#### Passage provided
----------------
Turning the Streams Into a Year-Round Operating Calendar

The streams above are only as good as the rhythm the CISO holds them to. The firms that come out of this well are those whose security lead runs the year as a calendar rather than a series of fire drills, so the regulator, the auditor and the firm's clients all meet a posture that already exists.

The spine of that calendar is the quarterly security committee. Each meeting should work a standing agenda: the current key-risk-indicator dashboard, movement on the VAPT remediation register, the status of open audit non-conformities against their closure dates, any incidents since the last meeting and the lessons taken, the data-protection position, and any budget or resourcing decision the CISO needs the board to take. Between meetings, the three living registers, vulnerabilities, audit non-conformities and incidents, are kept current rather than reconstructed, so the next board pack assembles itself.

Layered onto that rhythm are the dated events. The annual independent audit is scheduled with the assessor engaged well ahead, given the competition for qualified auditors. The VAPT cadence is planned across the year, with extra testing triggered by any material system change. At least one incident-response tabletop is run and its findings fed back into the plan, because a lifecycle that is never rehearsed is a lifecycle that fails on the day. And the infrastructure-heavy controls that the guidelines phase in over a longer window are run as a tracked programme with milestones, not deferred until the audit notices they are missing.

The discipline that underpins all of it is knowing exactly what client data the firm holds, where it sits and who can reach it, because a CISO cannot test, audit or defend a data estate they cannot see. The more a broking firm's sensitive work, client submissions, policy wordings, claims files, is scattered across inboxes, shared drives and personal devices, the larger and less defensible the attack surface the CISO has to secure, and the harder every VAPT, audit and incident-scoping exercise becomes.

This is where the firm's tooling either helps or hurts the CISO's job. Sarvada gives commercial-insurance brokers and corporate risk teams structured, searchable access to insurer wordings and the intelligence around them on a platform built for the secure, organised handling of insurance information, with tenant isolation, no sharing of client data with rivals and no sale of data, so the analytical core of broking lives in a controlled, access-governed place rather than expanding the data sprawl the CISO must defend. Broker CISOs and the boards they report to who want their wordings and analytics work to sit inside, not outside, their security perimeter can Request Access to evaluate the platform.

Frequently Asked Questions

What is the broker CISO's actual annual workplan under the 2026 guidelines?
----------------
#### Given information
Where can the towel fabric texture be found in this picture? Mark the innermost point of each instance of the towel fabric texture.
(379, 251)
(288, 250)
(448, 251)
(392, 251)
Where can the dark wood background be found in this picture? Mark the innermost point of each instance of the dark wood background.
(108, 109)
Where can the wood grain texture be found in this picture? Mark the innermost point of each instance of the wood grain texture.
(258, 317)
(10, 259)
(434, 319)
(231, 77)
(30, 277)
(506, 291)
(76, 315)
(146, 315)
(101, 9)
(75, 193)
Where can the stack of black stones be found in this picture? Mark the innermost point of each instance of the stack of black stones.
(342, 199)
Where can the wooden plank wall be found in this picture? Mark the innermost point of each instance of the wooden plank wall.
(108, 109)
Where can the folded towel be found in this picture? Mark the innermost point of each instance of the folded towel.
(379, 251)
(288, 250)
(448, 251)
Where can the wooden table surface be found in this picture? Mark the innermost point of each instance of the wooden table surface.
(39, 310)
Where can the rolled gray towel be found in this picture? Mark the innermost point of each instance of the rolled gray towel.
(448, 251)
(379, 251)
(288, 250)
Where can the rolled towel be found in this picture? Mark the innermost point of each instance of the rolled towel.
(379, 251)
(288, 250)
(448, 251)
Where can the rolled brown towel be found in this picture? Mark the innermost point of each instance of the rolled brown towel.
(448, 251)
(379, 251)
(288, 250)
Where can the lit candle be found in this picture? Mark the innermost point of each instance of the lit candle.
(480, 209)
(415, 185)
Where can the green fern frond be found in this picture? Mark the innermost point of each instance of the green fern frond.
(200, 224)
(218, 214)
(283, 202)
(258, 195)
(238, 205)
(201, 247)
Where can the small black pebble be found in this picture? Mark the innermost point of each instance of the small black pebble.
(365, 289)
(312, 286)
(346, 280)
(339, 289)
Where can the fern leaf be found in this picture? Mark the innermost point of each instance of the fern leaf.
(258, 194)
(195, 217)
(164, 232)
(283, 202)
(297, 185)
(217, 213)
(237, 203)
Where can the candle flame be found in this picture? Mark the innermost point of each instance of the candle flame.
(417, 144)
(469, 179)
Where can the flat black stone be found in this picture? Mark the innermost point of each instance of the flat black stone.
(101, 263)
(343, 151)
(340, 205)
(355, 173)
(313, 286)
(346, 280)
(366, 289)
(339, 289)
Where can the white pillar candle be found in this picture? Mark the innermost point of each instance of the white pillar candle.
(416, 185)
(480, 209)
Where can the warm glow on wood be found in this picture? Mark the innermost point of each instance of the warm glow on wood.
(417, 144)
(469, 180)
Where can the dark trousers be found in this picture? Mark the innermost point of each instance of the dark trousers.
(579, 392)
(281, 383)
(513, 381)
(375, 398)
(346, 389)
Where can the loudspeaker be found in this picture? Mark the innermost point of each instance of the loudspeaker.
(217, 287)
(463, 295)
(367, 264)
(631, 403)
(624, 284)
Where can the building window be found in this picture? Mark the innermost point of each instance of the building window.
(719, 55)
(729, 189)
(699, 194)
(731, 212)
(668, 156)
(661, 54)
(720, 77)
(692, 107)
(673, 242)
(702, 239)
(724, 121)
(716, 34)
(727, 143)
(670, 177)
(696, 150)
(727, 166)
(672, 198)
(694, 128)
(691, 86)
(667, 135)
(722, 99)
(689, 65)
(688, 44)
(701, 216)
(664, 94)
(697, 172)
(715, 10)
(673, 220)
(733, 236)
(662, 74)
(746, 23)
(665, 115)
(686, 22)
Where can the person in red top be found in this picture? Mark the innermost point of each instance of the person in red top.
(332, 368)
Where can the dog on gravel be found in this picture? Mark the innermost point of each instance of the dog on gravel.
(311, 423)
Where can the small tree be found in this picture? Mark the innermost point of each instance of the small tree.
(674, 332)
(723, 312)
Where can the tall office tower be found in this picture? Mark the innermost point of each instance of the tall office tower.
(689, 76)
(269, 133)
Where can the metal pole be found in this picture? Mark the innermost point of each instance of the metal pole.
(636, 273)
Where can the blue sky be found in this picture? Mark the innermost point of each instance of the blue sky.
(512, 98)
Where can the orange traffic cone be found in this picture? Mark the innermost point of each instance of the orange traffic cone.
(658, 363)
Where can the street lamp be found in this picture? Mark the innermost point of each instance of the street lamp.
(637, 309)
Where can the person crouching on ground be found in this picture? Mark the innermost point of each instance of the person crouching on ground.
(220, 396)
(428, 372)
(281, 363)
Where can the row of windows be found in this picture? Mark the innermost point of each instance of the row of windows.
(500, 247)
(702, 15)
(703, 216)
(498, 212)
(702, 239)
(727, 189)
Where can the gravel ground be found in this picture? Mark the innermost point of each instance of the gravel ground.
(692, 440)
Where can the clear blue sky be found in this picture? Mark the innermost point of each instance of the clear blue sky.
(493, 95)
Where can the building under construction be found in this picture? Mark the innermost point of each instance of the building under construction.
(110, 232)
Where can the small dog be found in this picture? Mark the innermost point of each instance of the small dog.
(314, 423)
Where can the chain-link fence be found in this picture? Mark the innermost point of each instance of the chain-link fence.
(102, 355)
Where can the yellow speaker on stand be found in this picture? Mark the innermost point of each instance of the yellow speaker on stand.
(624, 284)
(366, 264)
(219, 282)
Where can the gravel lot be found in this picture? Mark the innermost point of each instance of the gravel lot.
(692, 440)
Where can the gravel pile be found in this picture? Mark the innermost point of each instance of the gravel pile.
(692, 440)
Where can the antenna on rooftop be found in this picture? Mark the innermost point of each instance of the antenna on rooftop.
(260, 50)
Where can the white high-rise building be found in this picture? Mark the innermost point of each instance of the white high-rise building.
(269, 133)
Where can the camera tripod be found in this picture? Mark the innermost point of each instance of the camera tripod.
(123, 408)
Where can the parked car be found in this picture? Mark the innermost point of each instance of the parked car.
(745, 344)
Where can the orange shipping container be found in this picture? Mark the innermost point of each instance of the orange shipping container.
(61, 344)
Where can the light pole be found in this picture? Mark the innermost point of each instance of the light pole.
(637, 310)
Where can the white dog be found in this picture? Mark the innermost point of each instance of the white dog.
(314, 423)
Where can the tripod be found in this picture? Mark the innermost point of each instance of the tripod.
----------------
#### Challenges
(1) Update the entries from the line containing "Where can the white dog" through the final line of the entries, replacing "tripod" with "camera stand" and leaving everything else the same.
(2) Write the next part of the passage on the broker CISO's year-round security calendar, starting right after its last line.

#### Task-by-task answers
(1)
Where can the white dog be found in this picture? Mark the innermost point of each instance of the white dog.
(314, 423)
Where can the camera stand be found in this picture? Mark the innermost point of each instance of the camera stand.

(2)
It resolves into four recurring streams plus the role itself. The role first: stand up the CISO, or a proportionate senior equivalent in a smaller firm, with a written remit, an independent reporting line separated from IT and free of any business or revenue target, and the standing to escalate directly to the board. Stream one is a vulnerability-assessment and penetration-testing cadence, VAPT, that probes the firm's external systems, client portals and internal network on a planned interval rather than only before an audit, feeding a remediation register where each finding is rated, owned and closed against a date. Stream two is the annual independent security audit, signed by an external assessor, whose non-conformities the CISO tracks to closure within a defined period under board oversight, keeping documentation current so the audit demonstrates an existing posture rather than a scramble. Stream three is a tested incident-response lifecycle, detect, contain, assess, notify, remediate, review, rehearsed through tabletop exercises so the firm can meet the prompt notification to IRDAI and, where personal data is involved, the parallel DPDP duties. Stream four is the board reporting rhythm: a quarterly security committee working a standing agenda and a board pack built from key risk indicators and the live registers. Run as a year-round calendar rather than a set of fire drills, these streams convert the guidelines from a document into dated, evidenced deliverables.
How should a broker CISO report to the board so oversight is real, not a rubber stamp?
The CISO sits between the firm's security work and a board that must now own cyber risk, and the reporting line is what makes that ownership real. Between them is a security committee that must convene at least quarterly, a cadence chosen deliberately to force a recurring, current review rather than an annual glance. The CISO's task is to give that committee, and through it the board, something they can decide on, which means resisting the temptation to present a wall of technical alerts. A useful board pack is built around a short set of key risk indicators, the open audit non-conformities and their closure dates, the status of the VAPT remediation programme, incident counts and the lessons taken from them, and the standing of the firm's data-protection position. Presented that way, the board can govern with it: allocate budget proportionate to the threat, set risk appetite, and direct remediation priority. The board's own duties reinforce this; it approves the information and cyber security policy, allocates the budget, reviews the audit findings, and ensures identified gaps are closed within a defined period rather than left open. The practical discipline is to maintain three living registers, open vulnerabilities, audit non-conformities and incidents, current between meetings, so each board pack assembles itself from evidence the CISO already holds rather than being reconstructed under deadline. That is the difference between governed oversight and a paper committee.
As a corporate client, what should I ask my broker or TPA about cyber security?
You should treat your broker and TPA as you would any critical vendor that holds your sensitive data, because a breach at the intermediary exposes your business information and your people and the consequences flow back to you. Useful questions include: are you compliant with the IRDAI Information and Cyber Security Guidelines 2026, and who is your independent CISO; how is my data stored, encrypted and access-controlled, and where does it physically sit; what is your incident-response and breach-notification process, and how and when would you tell me if my data were affected; when was your last independent security audit and were any material non-conformities found and closed; and how do your controls align with your DPDP obligations as a fiduciary or processor of my data. The guidelines give you a clear reference standard for this conversation, since a regulated intermediary is now obliged to meet defined security standards, undergo annual independent audits and notify breaches. The answers tell you how seriously the firm takes the data you entrust to it. It is also worth considering how a breach originating at your broker or TPA, rather than in your own systems, would interact with your own cyber insurance, so that a chain breach does not fall into a gap between policies.
What does a tested incident-response lifecycle look like for a broker CISO?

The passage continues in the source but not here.